=== Data records ===

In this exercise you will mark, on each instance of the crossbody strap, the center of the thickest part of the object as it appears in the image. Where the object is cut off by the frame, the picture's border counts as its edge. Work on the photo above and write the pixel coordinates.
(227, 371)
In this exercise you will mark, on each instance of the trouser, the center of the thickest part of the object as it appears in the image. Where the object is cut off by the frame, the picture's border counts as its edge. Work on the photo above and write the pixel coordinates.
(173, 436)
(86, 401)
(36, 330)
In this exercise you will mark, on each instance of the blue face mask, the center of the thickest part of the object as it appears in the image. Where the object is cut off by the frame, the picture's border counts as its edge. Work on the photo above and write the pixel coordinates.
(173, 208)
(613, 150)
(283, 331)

===

Please copy out every entry word for word.

> Exercise response
In this exercise you will mark, on each instance of the crossbody strap, the center of the thickest part of the object as it appears in the image. Where the object is cut off by the frame, the picture's border counts as its edge. Work on the photo above and write the pixel coordinates.
(227, 371)
In this exercise you will mark, on each instance of the trouser, the center of the thickest part of the object as it appears in the image. Where the object is cut off by the frame, the picture's border counts as its edge. Work on the photo above and write the pixel coordinates.
(173, 436)
(86, 401)
(36, 330)
In this exercise you will mark, on each instance of the blue face mask, the center of the thickest part of the object as it appears in the image. Where the object is cut off by the frame, the picture's border counts as its edge. Work on the photo above and write the pixel coordinates.
(173, 208)
(613, 150)
(283, 331)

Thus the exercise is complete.